--- Supplied entries ---

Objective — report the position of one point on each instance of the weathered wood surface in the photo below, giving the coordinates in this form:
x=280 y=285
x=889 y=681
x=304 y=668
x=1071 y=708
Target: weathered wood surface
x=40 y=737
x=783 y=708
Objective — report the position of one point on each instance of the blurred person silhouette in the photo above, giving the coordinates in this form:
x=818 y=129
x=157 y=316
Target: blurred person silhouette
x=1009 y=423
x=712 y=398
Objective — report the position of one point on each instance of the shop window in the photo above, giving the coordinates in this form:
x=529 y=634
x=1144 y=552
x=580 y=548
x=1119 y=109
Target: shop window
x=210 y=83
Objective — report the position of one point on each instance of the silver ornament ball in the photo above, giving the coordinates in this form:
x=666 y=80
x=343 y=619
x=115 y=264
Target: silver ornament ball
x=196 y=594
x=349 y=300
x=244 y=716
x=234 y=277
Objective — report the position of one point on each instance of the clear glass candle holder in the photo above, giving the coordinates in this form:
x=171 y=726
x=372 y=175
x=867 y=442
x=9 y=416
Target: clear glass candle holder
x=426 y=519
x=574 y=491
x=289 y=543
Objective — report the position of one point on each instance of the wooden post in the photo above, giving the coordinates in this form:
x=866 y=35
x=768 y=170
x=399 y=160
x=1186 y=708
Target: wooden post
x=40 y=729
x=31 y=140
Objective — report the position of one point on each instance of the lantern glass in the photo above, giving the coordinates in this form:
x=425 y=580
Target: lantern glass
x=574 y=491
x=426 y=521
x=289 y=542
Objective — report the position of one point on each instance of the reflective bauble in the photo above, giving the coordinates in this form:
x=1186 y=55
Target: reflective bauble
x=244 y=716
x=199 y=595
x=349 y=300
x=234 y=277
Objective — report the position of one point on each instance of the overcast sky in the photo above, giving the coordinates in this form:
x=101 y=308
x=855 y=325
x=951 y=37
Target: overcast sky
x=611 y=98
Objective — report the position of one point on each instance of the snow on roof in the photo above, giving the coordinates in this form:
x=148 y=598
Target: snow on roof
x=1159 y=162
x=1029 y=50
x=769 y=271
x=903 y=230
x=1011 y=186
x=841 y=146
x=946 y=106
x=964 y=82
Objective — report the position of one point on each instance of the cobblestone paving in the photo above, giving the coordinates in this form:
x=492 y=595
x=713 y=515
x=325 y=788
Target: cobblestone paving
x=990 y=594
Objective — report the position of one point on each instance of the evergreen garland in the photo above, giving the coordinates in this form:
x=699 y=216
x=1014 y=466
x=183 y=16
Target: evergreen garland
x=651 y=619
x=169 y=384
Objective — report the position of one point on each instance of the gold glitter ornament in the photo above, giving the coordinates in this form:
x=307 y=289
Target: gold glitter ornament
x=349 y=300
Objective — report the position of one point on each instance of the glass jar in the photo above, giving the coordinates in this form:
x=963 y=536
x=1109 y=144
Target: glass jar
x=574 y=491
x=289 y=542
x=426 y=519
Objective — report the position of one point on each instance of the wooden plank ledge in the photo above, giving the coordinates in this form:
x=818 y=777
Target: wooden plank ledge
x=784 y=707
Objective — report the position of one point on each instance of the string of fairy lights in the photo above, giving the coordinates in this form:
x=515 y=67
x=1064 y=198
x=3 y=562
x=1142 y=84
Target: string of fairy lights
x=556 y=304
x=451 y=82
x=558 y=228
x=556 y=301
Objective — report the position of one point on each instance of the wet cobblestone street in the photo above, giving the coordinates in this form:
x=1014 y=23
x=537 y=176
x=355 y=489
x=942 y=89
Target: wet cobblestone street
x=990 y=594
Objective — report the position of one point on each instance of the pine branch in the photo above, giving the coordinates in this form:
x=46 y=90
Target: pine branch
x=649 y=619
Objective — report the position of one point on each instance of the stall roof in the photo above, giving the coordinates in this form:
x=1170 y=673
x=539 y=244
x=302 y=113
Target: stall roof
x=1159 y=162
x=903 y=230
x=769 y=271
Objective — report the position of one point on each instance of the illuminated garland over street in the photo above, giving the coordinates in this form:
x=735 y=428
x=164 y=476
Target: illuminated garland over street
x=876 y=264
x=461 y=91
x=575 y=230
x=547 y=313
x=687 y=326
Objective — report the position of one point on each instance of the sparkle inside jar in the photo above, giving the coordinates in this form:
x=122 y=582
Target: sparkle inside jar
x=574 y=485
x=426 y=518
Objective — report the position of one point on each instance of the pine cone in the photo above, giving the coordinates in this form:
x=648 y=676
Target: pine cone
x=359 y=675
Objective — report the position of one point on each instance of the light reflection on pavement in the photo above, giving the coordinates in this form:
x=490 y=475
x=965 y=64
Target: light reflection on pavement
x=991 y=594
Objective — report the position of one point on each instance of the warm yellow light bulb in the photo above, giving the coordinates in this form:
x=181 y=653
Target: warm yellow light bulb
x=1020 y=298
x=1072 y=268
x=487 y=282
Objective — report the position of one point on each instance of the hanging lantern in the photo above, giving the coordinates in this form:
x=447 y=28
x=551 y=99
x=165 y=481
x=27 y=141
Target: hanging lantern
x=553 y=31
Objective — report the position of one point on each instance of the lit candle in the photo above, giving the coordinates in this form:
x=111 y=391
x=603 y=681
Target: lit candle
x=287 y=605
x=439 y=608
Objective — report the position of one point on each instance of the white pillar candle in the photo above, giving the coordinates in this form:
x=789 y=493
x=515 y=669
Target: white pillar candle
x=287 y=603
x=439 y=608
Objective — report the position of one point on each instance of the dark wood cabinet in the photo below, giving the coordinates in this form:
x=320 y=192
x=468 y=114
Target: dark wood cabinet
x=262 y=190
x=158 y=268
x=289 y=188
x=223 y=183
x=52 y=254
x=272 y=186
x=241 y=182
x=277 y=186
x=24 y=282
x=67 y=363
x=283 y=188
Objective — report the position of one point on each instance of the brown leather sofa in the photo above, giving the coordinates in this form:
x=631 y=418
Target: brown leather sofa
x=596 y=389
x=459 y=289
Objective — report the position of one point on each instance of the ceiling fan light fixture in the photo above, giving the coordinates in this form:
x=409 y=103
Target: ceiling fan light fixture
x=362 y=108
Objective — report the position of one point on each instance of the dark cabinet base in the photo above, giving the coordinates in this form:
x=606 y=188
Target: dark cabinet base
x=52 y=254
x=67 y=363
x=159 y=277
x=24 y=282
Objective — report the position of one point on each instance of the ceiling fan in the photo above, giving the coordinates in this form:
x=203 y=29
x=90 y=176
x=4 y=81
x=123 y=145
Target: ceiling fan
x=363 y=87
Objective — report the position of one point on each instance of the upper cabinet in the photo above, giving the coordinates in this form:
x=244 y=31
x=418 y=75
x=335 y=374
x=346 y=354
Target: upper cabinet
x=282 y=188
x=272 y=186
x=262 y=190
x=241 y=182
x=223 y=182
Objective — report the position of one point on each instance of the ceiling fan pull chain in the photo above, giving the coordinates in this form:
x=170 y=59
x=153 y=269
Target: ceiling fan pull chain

---

**Set task:** Change "report the position" to "give the location" everywhere it occurs in the lines above. Give the lines again with nothing else altered.

**Exercise solution:**
Objective — give the location of one point on each instance of the weathered wood surface in the photo below, giving the coordinates in this form:
x=280 y=285
x=889 y=681
x=304 y=668
x=1071 y=708
Target: weathered wood surface
x=40 y=737
x=783 y=708
Objective — give the location of one point on each instance of the blurred person silhouette in the photo above, giving the coordinates in this form:
x=818 y=129
x=157 y=316
Target: blurred person silhouette
x=1009 y=423
x=712 y=398
Objective — give the location of one point on each instance of the shop window in the photo above, giving the coordinates in this form:
x=529 y=634
x=1144 y=552
x=580 y=548
x=1119 y=109
Target: shop window
x=210 y=83
Objective — give the location of one point on each instance of the silver ornament ball in the photo above, giving the coordinates in this form:
x=666 y=80
x=343 y=619
x=115 y=264
Target: silver ornament ball
x=196 y=594
x=349 y=300
x=244 y=716
x=234 y=277
Objective — give the location of one point on each instance of the clear glass candle holder in the photo above, giving the coordinates in this form:
x=171 y=726
x=372 y=175
x=867 y=442
x=9 y=416
Target: clear glass candle holder
x=426 y=519
x=574 y=491
x=289 y=543
Objective — give the location of one point on each instance of the wooden post in the photo above, giving the coordinates in this form:
x=866 y=35
x=768 y=170
x=399 y=160
x=1186 y=708
Target: wooden post
x=40 y=729
x=31 y=140
Objective — give the location of one point on each instance of the lantern glass in the photo above, giving the coordinates in this form:
x=425 y=580
Target: lantern glass
x=574 y=491
x=426 y=521
x=289 y=542
Objective — give the location of one point on each instance of the reflective bauble in the photo above, giving the coordinates in this form:
x=1186 y=55
Target: reflective bauble
x=244 y=716
x=199 y=595
x=349 y=300
x=234 y=277
Objective — give the location of one point on each instance of the overcast sky in the photo above, giving the coordinates in this form:
x=101 y=308
x=855 y=325
x=951 y=37
Target: overcast sky
x=611 y=98
Objective — give the location of one point on each instance of the snow on roof in the photo above, giving the coordinates in this form:
x=148 y=598
Target: snow on roof
x=1159 y=162
x=1029 y=50
x=769 y=271
x=903 y=230
x=1011 y=186
x=841 y=146
x=946 y=106
x=964 y=82
Objective — give the location of one point on each instance of the cobblestone paving in the photo above, giving the coordinates in this form:
x=492 y=595
x=713 y=515
x=325 y=788
Target: cobblestone paving
x=990 y=594
Objective — give the location of one point on each instance of the evergreen garland in the photo above, giving the coordinates in this form:
x=699 y=216
x=1014 y=466
x=183 y=16
Target: evergreen garland
x=651 y=619
x=169 y=384
Objective — give the location of one point on each instance of the gold glitter ornament in the photo above, giving the coordinates in this form:
x=307 y=289
Target: gold glitter ornament
x=349 y=300
Objective — give the location of one point on each instance of the glass jar in the photo above, giving the coordinates in this form:
x=963 y=536
x=1109 y=144
Target: glass jar
x=574 y=491
x=289 y=542
x=426 y=519
Objective — give the location of one point on each instance of the wooden plank ledge in the photo above, giving the coordinates in this form:
x=818 y=777
Target: wooden plank ledge
x=784 y=707
Objective — give the location of one point on each instance of the string of fairy lights in the photo above, giving the coordinates in this form:
x=515 y=67
x=1064 y=198
x=3 y=562
x=1142 y=84
Target: string of fairy lights
x=556 y=304
x=451 y=82
x=558 y=228
x=556 y=301
Objective — give the location of one point on each instance of the wet cobblestone street in the photo above, giving the coordinates in this form:
x=1014 y=23
x=537 y=176
x=355 y=489
x=942 y=89
Target: wet cobblestone street
x=990 y=594
Objective — give the location of one point on each instance of the pine branch in the photo above, giving the coordinates in this form:
x=46 y=90
Target: pine branch
x=649 y=619
Objective — give the location of one point on each instance of the stall roof in the photo above, giving the coordinates in this form:
x=1170 y=673
x=539 y=244
x=302 y=113
Target: stall roof
x=1159 y=162
x=903 y=230
x=769 y=271
Objective — give the location of one point on each instance of the illuminated garland over street in the photo above, giving the coordinates in this form:
x=735 y=428
x=164 y=476
Target: illuminated garland over street
x=876 y=264
x=461 y=91
x=575 y=230
x=547 y=313
x=687 y=326
Objective — give the location of one point on each instance of the sparkle inside jar in the photo above, giving the coordinates in this form:
x=122 y=582
Target: sparkle inside jar
x=574 y=485
x=426 y=518
Objective — give the location of one point on each instance of the pine cone in the photo above, giving the coordinates in this form:
x=648 y=676
Target: pine cone
x=359 y=675
Objective — give the location of one point on each instance of the light reflection on pavement in the photo above, giving the coordinates in this form:
x=490 y=475
x=965 y=64
Target: light reflection on pavement
x=991 y=594
Objective — give the location of one point on each instance of the warm yellow light bulb in the photo above, giving the coordinates in this form:
x=181 y=653
Target: warm yellow light bulb
x=1020 y=298
x=1072 y=268
x=487 y=282
Objective — give the location of one point on each instance of the hanging lantern in the photo above, giving the coordinates in this form:
x=447 y=28
x=551 y=99
x=165 y=481
x=27 y=141
Target: hanging lantern
x=553 y=31
Objective — give the location of one point on each instance of the lit candle in the photo above, giving the coordinates in this form:
x=111 y=391
x=603 y=681
Target: lit candle
x=287 y=605
x=439 y=608
Objective — give the location of one point on each instance of the white pillar candle in the photo above, giving the coordinates in this form:
x=789 y=493
x=515 y=669
Target: white pillar candle
x=287 y=603
x=439 y=608
Objective — give the location of one point on each instance of the dark wood cabinet in the photo below, giving the coordinates in this form:
x=320 y=192
x=468 y=114
Target: dark wood cabinet
x=262 y=190
x=158 y=268
x=289 y=188
x=223 y=183
x=52 y=254
x=272 y=186
x=241 y=182
x=277 y=186
x=24 y=282
x=67 y=363
x=283 y=188
Objective — give the location of one point on each instance of the brown leather sofa in the photo above, giving the coordinates in this form:
x=631 y=418
Target: brown leather sofa
x=596 y=389
x=459 y=289
Objective — give the location of one point on each instance of the ceiling fan light fixture in the photo above, giving the coordinates in this form:
x=409 y=103
Target: ceiling fan light fixture
x=362 y=108
Objective — give the location of one point on each instance of the dark cabinet base in the photo above, giving the coordinates in this form:
x=606 y=188
Target: dark cabinet base
x=52 y=254
x=67 y=363
x=159 y=277
x=24 y=282
Objective — give the location of one point on each instance of the ceiling fan in the photo above, giving the coordinates in this form:
x=203 y=29
x=90 y=176
x=4 y=81
x=123 y=145
Target: ceiling fan
x=363 y=87
Objective — give the location of one point on each instance of the upper cabinet in the photo above, giving the coordinates in this form:
x=244 y=31
x=418 y=75
x=335 y=374
x=346 y=354
Target: upper cabinet
x=282 y=188
x=272 y=186
x=262 y=190
x=241 y=182
x=223 y=182
Objective — give the location of one point on each instance of the ceiling fan pull chain in the photo above, giving the coordinates in this form:
x=170 y=59
x=153 y=269
Target: ceiling fan pull chain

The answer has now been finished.